Belge Bölümü

····················

1918 yılında Osmanlının Arabistan’dan çekilmesi bu coğrafyada birden fazla ülkenin kurulmasıyla sonuçlandı. Bunlardan bir tanesi de 1926’da bağımsızlığını ilan eden Suudi Arabistan’dır.

Yerine göre ilerleyen yerine göre stabil giden iki ülke ilişkileri 2011 yılında başlayan Arap Baharı olarak adlandırılan süreçte kırılmalar yaşadı.

Esasında Türkiye’nin ABD ve Batı dünyasıyla sorun ve sıkıntı yaşamasına paralel Suudi ile de sorun ve problemler yaşamaya başladı dersek yanlış söylemiş olmayız. Suudi Arabistan Veliaht Prensi Muhammed Bin Salman’ın toy, kaprisli ve ihtiraslı oluşu, ABD ve Siyonist israil’in emelleri için bulunmaz bir fırsat sunuyordu.

Suriye’de başlayan iç savaşta iki ülkenin muhalefete destek vermesine karşı Mısır’da meşru Cumhurbaşkanı Muhammed Mursi’ye karşı gerçekleştirilen Batı ve Körfez destekli darbe ile ilişkilerde ilk kırılma yaşandı.

2017 yılında Suudi Arabistan, BAE, Mısır ve Bahreyn’in Katar’a karşı başlattıkları ekonomik ve siyasi ablukaya karşı Türkiye’nin Katar’ın yanında durması ve her alanda desteklemesi ikinci kırılmayı yaşattı.

Bir yıl sonra gazeteci Cemal Kaşıkçı’nın Suudi Arabistan’ın İstanbul Konsolosluğu’nda vahşice öldürülmesi ve cesedinin parçalanarak kaybettirilmesi ilişkileri koparma noktasına getirdi. 

Türkiye’nin cinayet esnasında konsolosluktaki ses kayıtlarıyla cinayeti işleyen Suudi ekibi deşifre etmesi ve bunu uluslararası arenaya taşıması Suudi yönetimine büyük sıkıntılar yaşattı.

Suudi yönetimi, buna misilleme olarak Türk mallarına örtülü bir ambargo uyguladı. Türkiye’nin sorun yaşadığı Yunanistan, Siyonist İsrail ve Mısır ile Akdeniz’de askeri tatbikatlar gerçekleştirdi.

İki ülke arasında sert ve soğuk rüzgârlar 4 yıl aradan sonra ilişkilerin normalleştirildiği bir dönemle sonuçlandı. 4.5 yıl aradan sonra Cumhurbaşkanı Erdoğan ilk defa Suudi’yi ziyaret etti. Yapılan açıklamada ilişkilerin çok daha iyi bir seviyeye geleceği yönünde.

····················

Sağlanan Veriler
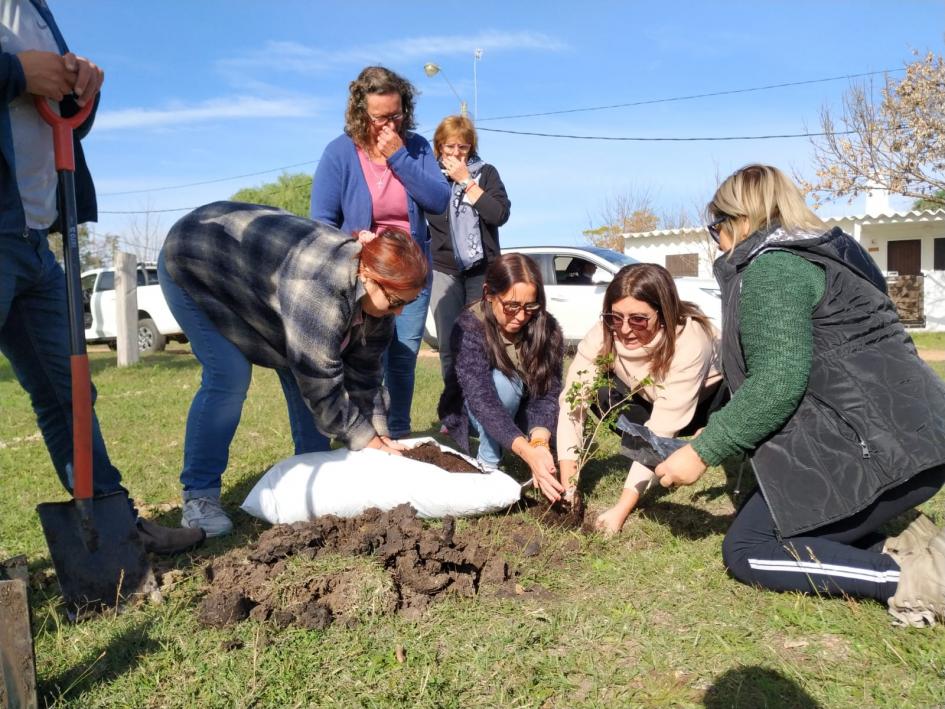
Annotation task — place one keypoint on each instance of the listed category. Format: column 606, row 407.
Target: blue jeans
column 451, row 294
column 510, row 393
column 218, row 404
column 34, row 336
column 401, row 363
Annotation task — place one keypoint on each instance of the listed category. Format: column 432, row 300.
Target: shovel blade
column 102, row 575
column 17, row 666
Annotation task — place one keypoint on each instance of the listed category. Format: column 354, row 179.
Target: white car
column 576, row 302
column 156, row 324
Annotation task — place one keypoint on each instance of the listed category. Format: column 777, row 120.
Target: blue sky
column 199, row 91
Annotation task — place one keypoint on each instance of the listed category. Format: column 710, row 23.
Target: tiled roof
column 914, row 216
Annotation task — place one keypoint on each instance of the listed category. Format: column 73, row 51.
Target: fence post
column 126, row 307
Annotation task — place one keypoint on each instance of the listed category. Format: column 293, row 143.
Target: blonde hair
column 459, row 126
column 762, row 195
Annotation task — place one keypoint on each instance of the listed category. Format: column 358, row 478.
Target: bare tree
column 144, row 235
column 630, row 211
column 895, row 141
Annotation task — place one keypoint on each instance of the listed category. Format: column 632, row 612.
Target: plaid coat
column 285, row 291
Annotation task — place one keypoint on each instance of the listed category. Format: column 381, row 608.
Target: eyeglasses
column 615, row 321
column 714, row 228
column 392, row 300
column 382, row 120
column 513, row 307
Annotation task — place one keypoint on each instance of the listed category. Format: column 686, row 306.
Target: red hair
column 394, row 260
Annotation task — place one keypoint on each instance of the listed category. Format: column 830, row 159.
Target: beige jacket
column 692, row 375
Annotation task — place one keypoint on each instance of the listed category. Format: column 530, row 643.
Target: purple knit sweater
column 471, row 383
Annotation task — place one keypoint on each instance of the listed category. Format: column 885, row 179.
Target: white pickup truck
column 156, row 325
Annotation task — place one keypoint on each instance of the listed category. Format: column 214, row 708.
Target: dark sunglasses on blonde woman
column 615, row 321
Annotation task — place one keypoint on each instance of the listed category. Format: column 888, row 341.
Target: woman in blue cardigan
column 379, row 175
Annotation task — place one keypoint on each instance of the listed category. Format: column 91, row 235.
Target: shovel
column 94, row 542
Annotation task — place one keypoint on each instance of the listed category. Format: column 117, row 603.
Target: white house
column 908, row 246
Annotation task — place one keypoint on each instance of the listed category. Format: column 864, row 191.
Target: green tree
column 936, row 201
column 290, row 192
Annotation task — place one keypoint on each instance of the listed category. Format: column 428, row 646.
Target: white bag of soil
column 346, row 483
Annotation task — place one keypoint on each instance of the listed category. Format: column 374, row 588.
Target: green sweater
column 778, row 295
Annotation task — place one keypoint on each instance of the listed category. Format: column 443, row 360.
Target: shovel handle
column 62, row 130
column 82, row 487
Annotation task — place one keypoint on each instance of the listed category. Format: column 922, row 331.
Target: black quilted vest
column 873, row 414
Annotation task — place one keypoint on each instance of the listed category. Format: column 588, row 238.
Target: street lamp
column 431, row 69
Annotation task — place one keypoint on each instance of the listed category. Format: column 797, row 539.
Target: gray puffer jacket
column 873, row 415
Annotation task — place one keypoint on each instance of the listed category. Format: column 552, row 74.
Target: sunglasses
column 615, row 321
column 382, row 120
column 715, row 227
column 512, row 307
column 392, row 300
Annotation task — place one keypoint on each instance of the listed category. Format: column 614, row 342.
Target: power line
column 690, row 97
column 664, row 140
column 146, row 211
column 206, row 182
column 645, row 102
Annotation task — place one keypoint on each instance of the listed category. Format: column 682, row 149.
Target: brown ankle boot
column 168, row 540
column 915, row 537
column 920, row 596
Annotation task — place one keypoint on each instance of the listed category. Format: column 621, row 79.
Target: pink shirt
column 388, row 196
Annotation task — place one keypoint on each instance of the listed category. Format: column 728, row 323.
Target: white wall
column 875, row 239
column 656, row 249
column 934, row 300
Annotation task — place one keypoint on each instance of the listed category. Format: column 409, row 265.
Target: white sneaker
column 208, row 514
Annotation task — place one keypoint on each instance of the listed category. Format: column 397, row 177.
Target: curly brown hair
column 376, row 80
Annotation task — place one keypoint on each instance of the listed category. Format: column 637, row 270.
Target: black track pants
column 830, row 560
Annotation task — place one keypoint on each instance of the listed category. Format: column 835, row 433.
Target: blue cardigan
column 341, row 198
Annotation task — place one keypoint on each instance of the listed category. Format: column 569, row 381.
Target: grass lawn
column 646, row 619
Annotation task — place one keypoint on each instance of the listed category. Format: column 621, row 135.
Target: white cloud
column 217, row 109
column 305, row 59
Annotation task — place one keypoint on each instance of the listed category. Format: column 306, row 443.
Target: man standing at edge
column 34, row 330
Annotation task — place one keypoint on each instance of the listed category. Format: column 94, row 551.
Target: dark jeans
column 34, row 336
column 400, row 363
column 831, row 560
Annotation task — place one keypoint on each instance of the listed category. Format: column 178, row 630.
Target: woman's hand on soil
column 391, row 443
column 567, row 472
column 381, row 443
column 683, row 467
column 544, row 473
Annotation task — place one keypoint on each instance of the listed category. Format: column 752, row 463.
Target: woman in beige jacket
column 651, row 334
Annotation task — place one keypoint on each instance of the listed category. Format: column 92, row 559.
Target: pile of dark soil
column 309, row 574
column 431, row 453
column 568, row 512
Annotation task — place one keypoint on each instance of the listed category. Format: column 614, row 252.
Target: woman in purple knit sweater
column 506, row 377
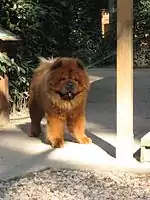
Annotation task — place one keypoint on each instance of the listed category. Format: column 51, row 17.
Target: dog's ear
column 57, row 64
column 80, row 64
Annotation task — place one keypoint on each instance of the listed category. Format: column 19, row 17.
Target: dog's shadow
column 25, row 129
column 107, row 147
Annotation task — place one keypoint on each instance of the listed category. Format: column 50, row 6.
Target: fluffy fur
column 59, row 90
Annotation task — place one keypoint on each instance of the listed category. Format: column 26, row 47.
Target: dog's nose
column 69, row 85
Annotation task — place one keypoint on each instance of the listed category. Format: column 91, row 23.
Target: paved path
column 20, row 154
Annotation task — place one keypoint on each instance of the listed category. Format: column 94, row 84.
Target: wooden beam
column 124, row 149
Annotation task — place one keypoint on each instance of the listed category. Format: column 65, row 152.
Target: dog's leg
column 55, row 131
column 76, row 126
column 36, row 115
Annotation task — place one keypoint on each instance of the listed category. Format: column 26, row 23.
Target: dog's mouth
column 67, row 96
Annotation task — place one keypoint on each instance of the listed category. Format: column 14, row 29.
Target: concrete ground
column 20, row 154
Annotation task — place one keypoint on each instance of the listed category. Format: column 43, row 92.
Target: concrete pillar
column 124, row 149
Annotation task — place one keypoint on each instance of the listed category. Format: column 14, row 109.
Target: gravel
column 64, row 184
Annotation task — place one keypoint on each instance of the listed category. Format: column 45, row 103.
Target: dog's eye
column 63, row 79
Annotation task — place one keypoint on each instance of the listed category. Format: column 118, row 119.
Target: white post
column 124, row 148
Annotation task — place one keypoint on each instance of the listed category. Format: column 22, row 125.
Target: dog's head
column 68, row 77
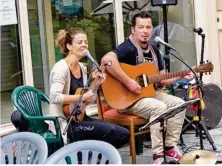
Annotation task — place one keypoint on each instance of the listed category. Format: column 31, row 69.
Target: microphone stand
column 197, row 119
column 76, row 110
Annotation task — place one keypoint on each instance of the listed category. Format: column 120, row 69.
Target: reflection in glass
column 35, row 43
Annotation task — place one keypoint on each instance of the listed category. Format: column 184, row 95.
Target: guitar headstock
column 205, row 67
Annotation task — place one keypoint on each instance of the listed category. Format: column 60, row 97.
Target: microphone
column 159, row 40
column 89, row 56
column 198, row 30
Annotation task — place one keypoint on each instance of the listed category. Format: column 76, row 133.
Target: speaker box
column 163, row 2
column 212, row 96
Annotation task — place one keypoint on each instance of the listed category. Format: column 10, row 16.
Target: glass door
column 11, row 68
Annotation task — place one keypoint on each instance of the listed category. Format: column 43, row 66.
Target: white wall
column 206, row 18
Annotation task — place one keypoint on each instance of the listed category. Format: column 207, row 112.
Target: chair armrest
column 50, row 118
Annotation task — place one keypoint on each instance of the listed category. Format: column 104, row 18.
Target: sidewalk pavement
column 189, row 140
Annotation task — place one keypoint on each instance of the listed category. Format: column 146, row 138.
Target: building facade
column 29, row 28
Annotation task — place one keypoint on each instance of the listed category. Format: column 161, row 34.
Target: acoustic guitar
column 145, row 74
column 94, row 86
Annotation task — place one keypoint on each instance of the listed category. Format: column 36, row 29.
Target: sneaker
column 174, row 154
column 158, row 159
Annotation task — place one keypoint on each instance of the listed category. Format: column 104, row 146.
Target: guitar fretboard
column 158, row 78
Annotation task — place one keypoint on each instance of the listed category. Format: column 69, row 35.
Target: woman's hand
column 189, row 76
column 97, row 75
column 89, row 97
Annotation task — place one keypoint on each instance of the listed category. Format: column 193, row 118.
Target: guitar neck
column 165, row 76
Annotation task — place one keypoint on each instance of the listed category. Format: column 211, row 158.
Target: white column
column 118, row 21
column 206, row 18
column 23, row 24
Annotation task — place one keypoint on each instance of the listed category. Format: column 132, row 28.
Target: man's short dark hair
column 141, row 14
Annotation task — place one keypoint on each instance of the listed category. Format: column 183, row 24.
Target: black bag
column 20, row 123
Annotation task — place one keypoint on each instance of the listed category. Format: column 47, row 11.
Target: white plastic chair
column 86, row 152
column 23, row 148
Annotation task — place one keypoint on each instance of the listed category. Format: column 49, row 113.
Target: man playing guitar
column 134, row 51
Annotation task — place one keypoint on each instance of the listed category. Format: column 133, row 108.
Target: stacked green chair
column 23, row 148
column 28, row 100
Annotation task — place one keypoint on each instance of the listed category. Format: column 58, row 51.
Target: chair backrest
column 27, row 100
column 86, row 152
column 23, row 148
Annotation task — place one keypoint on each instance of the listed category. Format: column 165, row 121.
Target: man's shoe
column 158, row 159
column 173, row 154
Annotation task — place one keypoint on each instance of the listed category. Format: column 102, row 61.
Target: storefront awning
column 106, row 7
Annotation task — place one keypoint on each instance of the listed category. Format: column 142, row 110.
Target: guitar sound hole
column 142, row 80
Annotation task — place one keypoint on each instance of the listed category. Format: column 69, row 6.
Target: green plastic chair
column 23, row 148
column 27, row 100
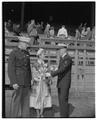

····················

Yapılacak İşler
[1] Türkiye–Suudi Arabistan ilişkilerine dair metne göre iki ülke arasındaki ikinci kırılmaya ne yol açtı?
[2] Türkiye–Suudi Arabistan ilişkilerini ele alan metni kaldığı yerden devam ettirin.

Görev Sonuçları
[1] Türkiye'nin, 2017'de Suudi Arabistan, BAE, Mısır ve Bahreyn'in Katar'a karşı başlattığı ekonomik ve siyasi ablukada Katar'ın yanında durması ve onu her alanda desteklemesi.

[2]
Küresel ve bölgesel alandaki gelişmeler iki ülke arasındaki ilişkileri normalleştirmeye zorladı.

2 yıl önce Cumhurbaşkanı Erdoğan ile Kral Selman arasında gerçekleşen telefonla ilişkilerin tekrar kurulmasıyla sonuçlandı. Hemen akabinde Dışişleri Bakanı Mevlüt Çavuşoğlu dört yıl aradan sonra ilk defa Suudi’yi ziyaret etti.  

Esasında iki ülke ilişkilerin zorunlu kılan ekonomik, siyasi, askeri birden fazla neden var.

Türkiye ve Suudi Arabistan halkları Müslüman, G-20 ve İslam İşbirliği Teşkilatı üyesi ülkeler.

İki ülke arasındaki ticaret hacmi 2019’da 5 milyar doları geçti. Her yıl yüzbinlerce Suudi vatandaşı turizm amaçlı Türkiye’ye geliyor.

İkinci Dünya Savaşından beri Suudi ve diğer Körfez ülkelerinin güvenliğini ABD sağlamaktadır. ABD’nin yeni başkanı Biden ile birlikte bölgedeki askeri gücünü azaltması, Suudi ve diğer Körfez ülkelerinde güvenlik kaygısının oluşmasına vesile oldu. Bu kaygılarını aşmak için küresel manada Rusya ve Çin ile ilişkileri geliştirirken bölgesel manada da Türkiye gibi ülkelerle ilişkiye geçti.  

Suudi’nin Yemen iç savaşına müdahil olması, Husilerin Suudi topraklarına füze ve SİHA’lar ile saldırı düzenlemesi kendisini zorlamaktadır. Bu sorunu aşmak için Türkiye’nin yardımına ihtiyaç duymaktadır. 

İran ile Yemen, Irak ve Suriye’de yaşadığı rekabet, ABD’nin İran ile nükleer müzakerelerde anlaşma yapma isteği, Suudi’yi kaygılandırmakta. Yemen’de nihai bir anlaşma için İran ile ilişkileri normalleştirmekten geçtiğinin de farkında. Bunun için 23 Nisan’da Bağdat’ta her iki ülke yetkilileri arasında gelecekteki müzakereleri şekillendirecek bir yol haritası üzerinde anlaşmaya varıldığı açıklandı.

Türkiye açısından meseleye bakarsak;

ABD, Yunanistan, Suudi, körfez ülkeleri, Mısır ile yaşadığı sıkıntıların Akdeniz ve farklı platformlarda kendisine yaşattığı sıkıntılar. Bunu aşmak için attığı adımlar.

Suudi ve Körfez ülkelerinde Türk mallarına yönelik örtülü ambargodan dolayı ihracat hedeflerine ulaşamaması.

 Gelişen Türkiye’nin enerjiye duyduğu ihtiyaç ve Suudi’nin en önemli petrol üreticisi olması.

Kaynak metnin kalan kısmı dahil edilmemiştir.